-- begin Supplied data --

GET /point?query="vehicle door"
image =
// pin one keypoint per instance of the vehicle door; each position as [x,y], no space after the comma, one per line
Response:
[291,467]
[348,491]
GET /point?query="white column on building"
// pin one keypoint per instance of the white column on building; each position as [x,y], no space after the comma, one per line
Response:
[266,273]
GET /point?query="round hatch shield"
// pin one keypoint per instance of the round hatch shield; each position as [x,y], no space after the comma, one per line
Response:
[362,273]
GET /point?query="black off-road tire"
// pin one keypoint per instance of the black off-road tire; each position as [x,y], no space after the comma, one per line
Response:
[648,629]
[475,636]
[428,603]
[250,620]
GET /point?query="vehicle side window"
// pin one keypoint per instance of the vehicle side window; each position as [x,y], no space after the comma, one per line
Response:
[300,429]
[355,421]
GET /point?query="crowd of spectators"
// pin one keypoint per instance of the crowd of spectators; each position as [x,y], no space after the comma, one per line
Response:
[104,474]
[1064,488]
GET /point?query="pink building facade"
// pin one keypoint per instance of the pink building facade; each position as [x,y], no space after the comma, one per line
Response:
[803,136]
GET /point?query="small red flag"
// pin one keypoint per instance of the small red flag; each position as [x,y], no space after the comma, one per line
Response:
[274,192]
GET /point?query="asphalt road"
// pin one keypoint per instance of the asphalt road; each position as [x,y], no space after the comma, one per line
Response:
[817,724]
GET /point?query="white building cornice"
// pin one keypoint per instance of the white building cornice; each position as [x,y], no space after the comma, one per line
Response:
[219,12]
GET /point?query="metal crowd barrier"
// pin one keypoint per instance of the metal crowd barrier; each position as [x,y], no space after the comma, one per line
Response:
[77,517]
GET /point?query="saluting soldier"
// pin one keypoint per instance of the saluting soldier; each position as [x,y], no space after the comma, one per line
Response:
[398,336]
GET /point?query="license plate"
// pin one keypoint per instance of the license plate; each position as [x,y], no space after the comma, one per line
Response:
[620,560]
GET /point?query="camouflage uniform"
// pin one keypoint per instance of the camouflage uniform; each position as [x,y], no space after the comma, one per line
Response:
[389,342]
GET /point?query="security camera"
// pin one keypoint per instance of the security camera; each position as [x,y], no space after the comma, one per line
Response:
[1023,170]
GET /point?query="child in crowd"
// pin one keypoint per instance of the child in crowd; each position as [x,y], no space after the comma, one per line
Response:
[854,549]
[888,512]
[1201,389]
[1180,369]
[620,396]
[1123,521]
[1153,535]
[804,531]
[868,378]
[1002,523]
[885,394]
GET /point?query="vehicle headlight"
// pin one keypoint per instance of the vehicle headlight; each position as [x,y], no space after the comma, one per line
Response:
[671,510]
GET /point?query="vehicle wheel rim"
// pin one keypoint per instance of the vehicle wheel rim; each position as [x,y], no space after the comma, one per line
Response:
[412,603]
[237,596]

-- end Supplied data --

Aim of the task: Please restate the whole listing word for word.

Solution:
GET /point?query="vehicle door"
image =
// pin one keypoint per instance of the vehicle door; each position as [x,y], no space after the comma, one per line
Response:
[291,467]
[348,491]
GET /point?query="white column on building"
// pin one keypoint per instance of the white column on building; each position as [x,y], no space after the comma, one per line
Response:
[266,273]
GET /point?query="round hatch shield"
// pin one keypoint per instance of the round hatch shield; each position as [x,y], no space after the comma, one per line
Response:
[362,273]
GET /point?query="black off-road tire"
// pin one keypoint per instance of the black off-road tire; each position as [x,y], no space after the comma, one per line
Response:
[648,629]
[475,636]
[428,603]
[250,620]
GET /point?query="vehicle side window"
// pin one keypoint per instance of the vehicle side window; each position as [x,y], no space after the comma, one per line
Response:
[300,429]
[355,421]
GET /point?query="crowd of spectators"
// pin one keypoint per instance of the crowd of spectators; each position as [x,y], no space after the comma, one per line
Response:
[104,474]
[1064,488]
GET /point?query="pink building facade"
// pin one keypoint per instance of the pink building facade; each position as [x,y], no space after the comma, one per line
Response:
[803,136]
GET /point?query="small red flag"
// pin one keypoint per instance of the small red flag; each position as [x,y], no space after the comma, one per line
Response:
[274,192]
GET /point?query="asphalt road"
// pin one keypoint per instance of the asphalt road; each position as [x,y], no space after the comma, one per line
Response:
[817,724]
GET /point?query="white building cornice"
// pin one keypoint per instance of the white building cornice; each position as [x,y], no space after the comma, one per line
Response:
[219,12]
GET /point?query="metal crowd barrier"
// pin one keypoint per instance of the metal crowd barrier; each position as [x,y], no space after the comma, one per line
Response:
[77,517]
GET /point?query="saluting soldier"
// pin one keypoint per instance of the saluting soldier; each position as [x,y], no space after the comma, one per line
Response:
[398,336]
GET /point?query="license plate"
// pin one keypoint per instance of the license plate; each position as [x,y], no space after the comma, one per line
Response:
[620,560]
GET /point?query="camouflage uniform"
// pin one keypoint per instance of the camouflage uniform; each position as [x,y], no space after the comma, one per line
Response:
[389,342]
GET /point?query="security camera"
// pin one keypoint per instance of the security camera; each position as [x,y], no space after the comma, one per line
Response:
[1023,170]
GET /point?query="child in crowd"
// pin one keypoint per instance of the child in crowd; each position as [x,y], no space after the comma, one per line
Response:
[854,549]
[888,512]
[1201,389]
[1180,369]
[620,396]
[1123,521]
[1153,535]
[804,531]
[868,378]
[1002,523]
[885,394]
GET /point?query="vehicle headlight"
// pin one keypoint per instance of the vehicle headlight; each position as [x,y], no space after the comma, one per line
Response:
[671,510]
GET /point?query="vehicle wheel rim"
// pin one keypoint per instance of the vehicle wheel rim; each position as [x,y], no space after the comma, one per line
Response:
[412,603]
[237,596]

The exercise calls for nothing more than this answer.